Work instructions -
A) Using the VXLAN overlay text, what is the answer to each of these?
(i) What does feature vn-segment-vlan-based enable?
(ii) Which feature is left disabled on the Spines, and why?
(iii) Why is a shared VTEP used?
B) Can you pick up the VXLAN overlay text after its last sentence and carry it on?

Quoted text -
begin

4. Single-Pod VXLAN / EVPN – VXLAN Overlay

Now we can finish up our VXLAN / EVPN fabric by configuring our VXLAN overlay. Again we’re using the same topology and configuration as already discussed through the “Single-Pod VXLAN / EVPN” series of posts.


VXLAN Feature Configuration

As always, we start by enabling the appropriate features. Below i’ll explain some of these features as they aren’t as self explanatory as ISIS or BGP.

feature nv overlay: Enables VXLAN functionality on NXOS such as VTEPs.
feature fabric forwarding: Enables anycast gateways, integration into firewalls and load-balancers with service-redirection.
feature interface-vlan: Enables the use of SVIs
feature vn-segment-vlan-based: Enables the mapping of VLANs to VXLANs.

Note: on our Spines we haven’t enabled feature interface-vlan as we aren’t using SVIs here.

POD1-LF1#
feature fabric forwarding
feature interface-vlan
feature vn-segment-vlan-based
feature nv overlay

Next on both the Leaf and Spines we need to configure nv overlay evpn, this enables the evpn control plane.

POD1-LF1#
nv overlay evpn

NVE / VTEP Interface Configuration

Now the required features are enabled and the evpn control plane is configured we can configure our NVE interface and shared VTEP. We’re utilising a shared VTEP as our Leaf nodes are configured as VPCs. The NVE is a logical interface that encapsulates and decapsulates VXLAN packets.

end

Raw records -
begin

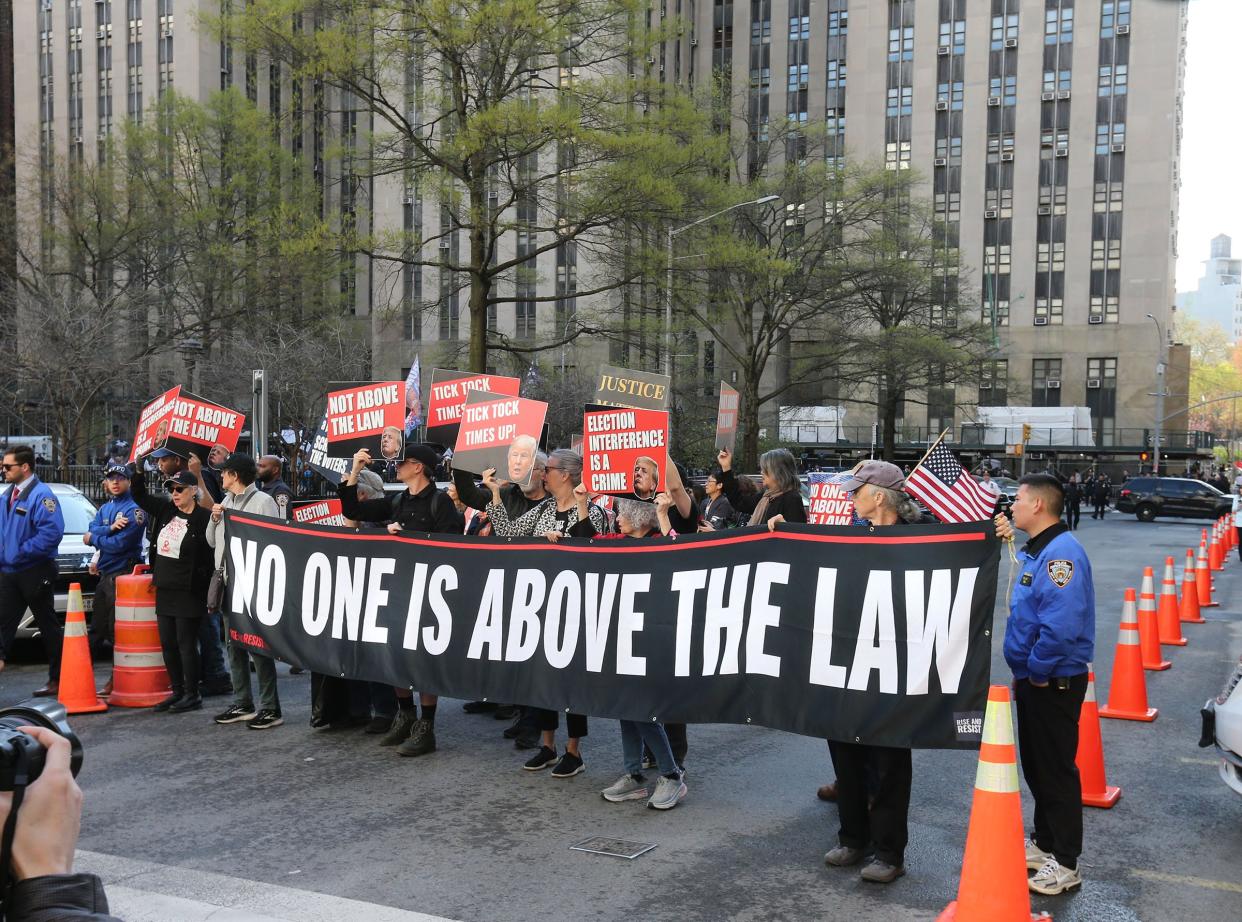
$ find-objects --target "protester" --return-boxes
[823,461,923,883]
[0,727,120,922]
[255,455,293,521]
[337,442,463,755]
[483,449,607,778]
[996,473,1095,895]
[717,449,806,528]
[207,454,284,729]
[130,471,212,713]
[82,462,147,697]
[0,445,65,698]
[698,468,737,532]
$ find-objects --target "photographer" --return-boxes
[0,727,119,922]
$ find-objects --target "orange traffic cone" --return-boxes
[1179,548,1206,624]
[1156,557,1197,646]
[936,685,1052,922]
[1099,589,1159,721]
[1074,666,1122,809]
[1195,543,1221,609]
[1139,567,1172,672]
[57,583,108,714]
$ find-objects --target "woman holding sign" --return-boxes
[717,449,806,528]
[483,449,607,778]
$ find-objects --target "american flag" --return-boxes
[905,442,996,522]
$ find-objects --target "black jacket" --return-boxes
[337,483,466,534]
[720,471,806,523]
[5,874,120,922]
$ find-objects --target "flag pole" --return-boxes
[910,429,949,473]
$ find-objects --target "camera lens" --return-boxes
[0,700,82,790]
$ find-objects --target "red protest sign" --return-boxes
[582,409,668,495]
[325,381,405,461]
[715,381,741,454]
[132,386,246,460]
[293,500,349,528]
[427,368,522,444]
[806,473,853,526]
[453,390,548,486]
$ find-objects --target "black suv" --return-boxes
[1117,477,1233,522]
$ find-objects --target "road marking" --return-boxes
[1130,867,1242,893]
[75,850,462,922]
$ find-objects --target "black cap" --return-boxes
[164,471,199,490]
[401,442,440,476]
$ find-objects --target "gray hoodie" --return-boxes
[207,483,284,569]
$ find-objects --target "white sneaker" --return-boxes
[1026,857,1083,896]
[1022,839,1053,871]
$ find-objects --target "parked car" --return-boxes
[1117,477,1233,522]
[0,483,99,637]
[1199,661,1242,794]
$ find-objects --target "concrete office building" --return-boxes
[1177,234,1242,343]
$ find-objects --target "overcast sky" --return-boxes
[1172,0,1242,291]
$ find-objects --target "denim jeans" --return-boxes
[199,611,229,685]
[621,721,678,775]
[229,628,281,711]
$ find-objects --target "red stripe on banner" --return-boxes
[231,517,987,554]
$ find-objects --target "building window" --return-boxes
[1031,359,1061,406]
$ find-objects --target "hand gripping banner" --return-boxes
[225,512,1000,748]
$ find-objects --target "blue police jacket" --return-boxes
[0,477,65,573]
[89,490,147,577]
[1005,522,1095,682]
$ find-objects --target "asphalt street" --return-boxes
[0,512,1242,922]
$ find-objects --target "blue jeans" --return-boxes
[199,611,229,685]
[621,721,681,775]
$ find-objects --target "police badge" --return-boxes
[1048,560,1074,589]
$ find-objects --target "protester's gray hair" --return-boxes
[867,483,923,523]
[759,449,802,493]
[612,498,660,534]
[358,471,384,500]
[544,449,582,487]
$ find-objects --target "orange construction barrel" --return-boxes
[108,563,173,707]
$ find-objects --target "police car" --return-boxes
[1199,660,1242,794]
[0,483,99,637]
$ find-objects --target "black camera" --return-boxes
[0,698,82,790]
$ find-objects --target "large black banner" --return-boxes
[226,512,999,748]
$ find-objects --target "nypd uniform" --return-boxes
[87,463,147,650]
[1005,522,1095,869]
[0,475,65,685]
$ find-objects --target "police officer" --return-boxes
[82,461,147,697]
[255,455,293,521]
[0,445,65,698]
[996,473,1095,895]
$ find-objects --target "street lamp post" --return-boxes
[664,195,780,382]
[1148,314,1165,477]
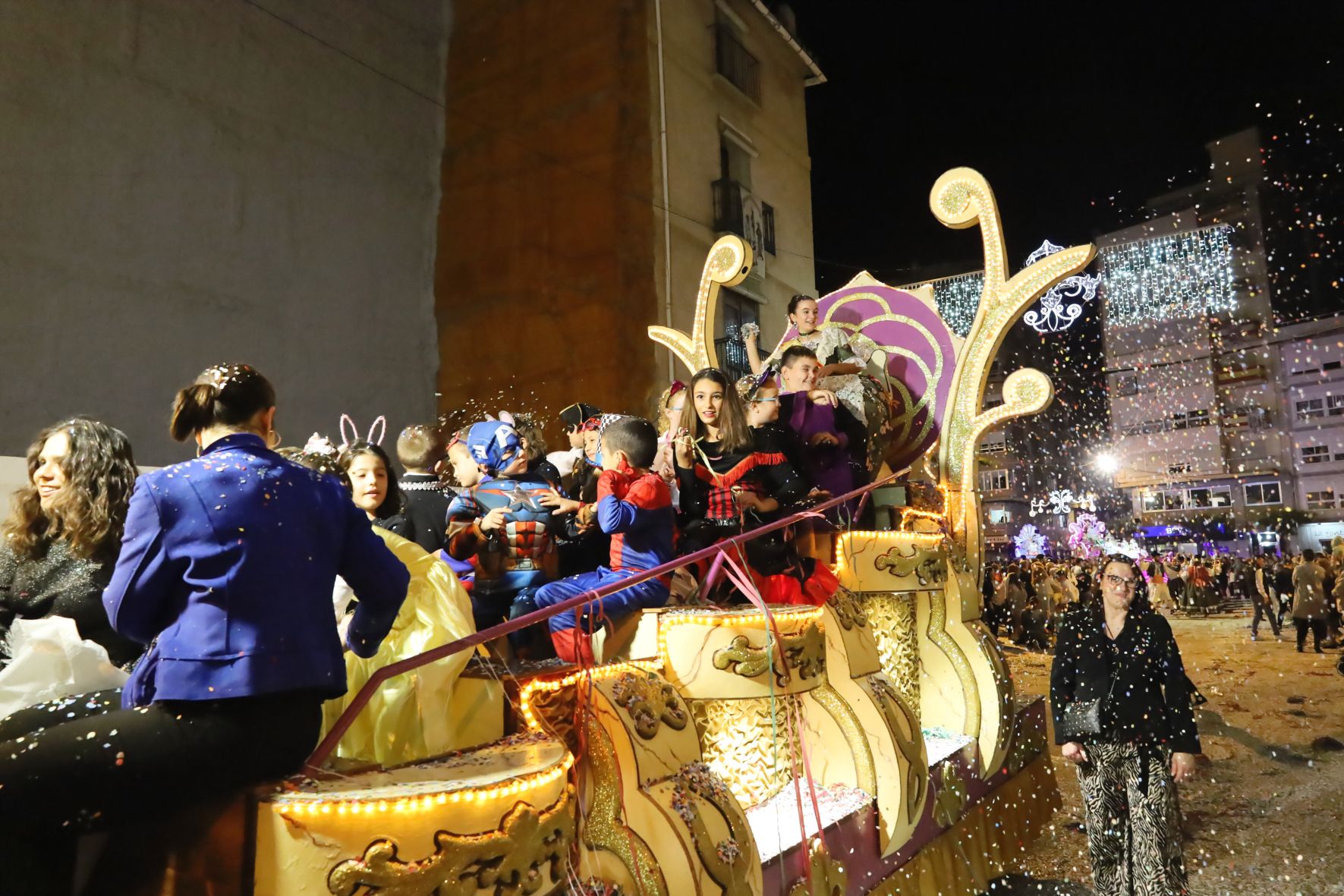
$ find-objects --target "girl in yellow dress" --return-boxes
[289,443,476,767]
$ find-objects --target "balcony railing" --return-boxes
[713,24,760,102]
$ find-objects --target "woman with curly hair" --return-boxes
[0,417,143,666]
[0,364,410,893]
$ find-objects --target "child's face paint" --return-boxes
[779,357,821,392]
[748,385,779,429]
[579,430,602,464]
[601,439,629,470]
[345,454,387,514]
[789,298,817,336]
[695,380,723,429]
[448,442,481,489]
[663,389,685,431]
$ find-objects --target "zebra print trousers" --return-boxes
[1078,743,1187,896]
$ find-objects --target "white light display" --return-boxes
[1012,523,1050,558]
[1027,489,1097,516]
[1023,239,1100,333]
[1098,227,1236,326]
[917,272,985,337]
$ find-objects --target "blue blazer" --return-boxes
[102,434,410,708]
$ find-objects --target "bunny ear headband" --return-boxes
[340,413,387,448]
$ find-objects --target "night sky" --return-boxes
[793,0,1344,293]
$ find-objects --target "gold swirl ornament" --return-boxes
[929,168,1097,540]
[649,234,751,373]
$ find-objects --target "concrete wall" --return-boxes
[0,0,450,465]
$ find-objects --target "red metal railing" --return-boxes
[304,467,908,774]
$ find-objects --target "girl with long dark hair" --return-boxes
[0,417,141,666]
[673,366,807,564]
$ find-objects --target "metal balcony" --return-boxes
[713,24,760,102]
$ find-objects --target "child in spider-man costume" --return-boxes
[535,417,676,664]
[448,420,559,631]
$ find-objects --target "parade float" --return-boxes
[194,168,1094,896]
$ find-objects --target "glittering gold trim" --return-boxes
[581,716,668,896]
[713,622,826,685]
[807,684,877,797]
[612,671,685,740]
[929,168,1097,544]
[649,235,751,373]
[927,591,980,737]
[860,591,919,709]
[326,788,574,896]
[933,759,969,828]
[687,694,798,806]
[863,674,929,825]
[789,837,849,896]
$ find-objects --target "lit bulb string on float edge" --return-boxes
[304,467,910,776]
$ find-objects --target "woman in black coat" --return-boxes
[1050,556,1199,896]
[0,417,143,666]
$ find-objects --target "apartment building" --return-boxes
[436,0,825,421]
[1276,317,1344,549]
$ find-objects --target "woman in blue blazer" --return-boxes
[0,364,408,892]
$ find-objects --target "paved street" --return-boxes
[993,617,1344,896]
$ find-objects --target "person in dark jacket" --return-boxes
[396,425,455,553]
[1050,555,1201,896]
[0,364,410,893]
[0,417,143,666]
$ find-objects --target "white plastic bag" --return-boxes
[0,617,129,718]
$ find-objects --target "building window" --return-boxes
[713,21,760,102]
[1302,445,1330,464]
[1297,398,1325,420]
[760,203,774,255]
[980,430,1008,454]
[980,470,1008,492]
[1246,483,1283,504]
[1306,489,1335,511]
[1188,486,1232,509]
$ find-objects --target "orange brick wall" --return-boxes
[436,0,659,435]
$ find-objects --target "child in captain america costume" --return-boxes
[534,415,676,664]
[446,420,559,631]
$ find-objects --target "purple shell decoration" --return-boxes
[783,286,957,470]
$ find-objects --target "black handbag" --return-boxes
[1056,674,1117,740]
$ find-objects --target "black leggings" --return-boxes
[0,689,321,892]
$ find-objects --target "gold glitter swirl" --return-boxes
[326,788,574,896]
[582,716,668,896]
[809,684,877,797]
[648,235,751,373]
[860,591,919,708]
[688,694,798,806]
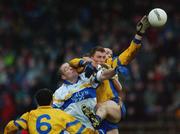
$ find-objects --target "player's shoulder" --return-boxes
[53,84,69,99]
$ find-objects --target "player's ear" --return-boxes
[61,74,66,80]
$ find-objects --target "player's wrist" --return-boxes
[133,33,142,44]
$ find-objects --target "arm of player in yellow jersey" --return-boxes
[61,111,98,134]
[4,112,29,134]
[106,34,142,68]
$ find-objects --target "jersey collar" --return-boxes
[64,76,80,85]
[38,106,52,109]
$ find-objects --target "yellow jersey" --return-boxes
[4,106,98,134]
[69,40,141,103]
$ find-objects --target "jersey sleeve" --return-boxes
[106,39,141,68]
[14,112,29,129]
[69,58,84,73]
[52,92,64,109]
[62,114,97,134]
[4,112,29,134]
[4,120,19,134]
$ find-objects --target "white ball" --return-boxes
[148,8,167,27]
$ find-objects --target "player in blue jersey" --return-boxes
[53,63,120,131]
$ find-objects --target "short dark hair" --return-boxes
[89,46,106,57]
[35,88,53,106]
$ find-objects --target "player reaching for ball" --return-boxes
[70,16,150,134]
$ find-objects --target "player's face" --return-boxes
[60,63,78,80]
[104,48,112,59]
[91,51,106,65]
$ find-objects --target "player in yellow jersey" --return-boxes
[70,16,150,133]
[4,89,102,134]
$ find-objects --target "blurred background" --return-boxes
[0,0,180,134]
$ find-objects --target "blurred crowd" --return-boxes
[0,0,180,129]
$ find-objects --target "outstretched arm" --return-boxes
[107,16,150,67]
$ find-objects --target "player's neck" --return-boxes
[68,76,78,83]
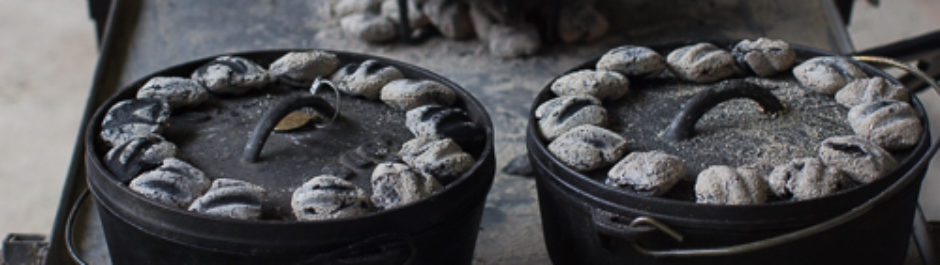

end

Answers -
A)
(i) The mapping of VLANs to VXLANs.
(ii) Feature interface-vlan, because SVIs aren't used on the Spines.
(iii) Because the Leaf nodes are configured as VPCs.

B)
It is worth noting that any configuration across a VPC pair for VXLAN needs to be identical. *Its important not to shutdown the NVE interface, this will cause VPC inconsistencies and will result in VPC failover.

To start with we’ll configure a new Loopback interface, this will be our shared VTEP. This loopback address is advertised into our ISIS Underlay and PIM-SM is enabled.

To enable a shared VTEP we must use a secondary address. This secondary address acts as the shared VTEP address. We can see the primary loopback addresses across both Leaf switches within our VPC pair are unique, however the secondary is the same.

#POD1-LF1
interface loopback100
  description SHARED-VTEP
  ip address 100.200.255.3/32
  ip address 100.200.255.1/32 secondary
  ip router isis UNDERLAY
  ip pim sparse-mode

#POD1-LF2
interface loopback100
  description SHARED-VTEP
  ip address 100.200.255.2/32
  ip address 100.200.255.1/32 secondary
  ip router isis UNDERLAY
  ip pim sparse-mode

Now our shared VTEP interface is configured we can build out our NVE and ensure that the Shared VTEP Loopback100 is the source of the NVE.

Next we ensure host-reachability is utilising the BGP protocol as mechanism to learn and advertise host MAC address (L2VPN EVPN).

The virtual-rmac enables the advertisement of the VPC virtual MAC address. This stops packet loss in VXLAN / EVPN environments configured in conjunction with VPC (Specifically using MP-BGP L2VPN EVPN).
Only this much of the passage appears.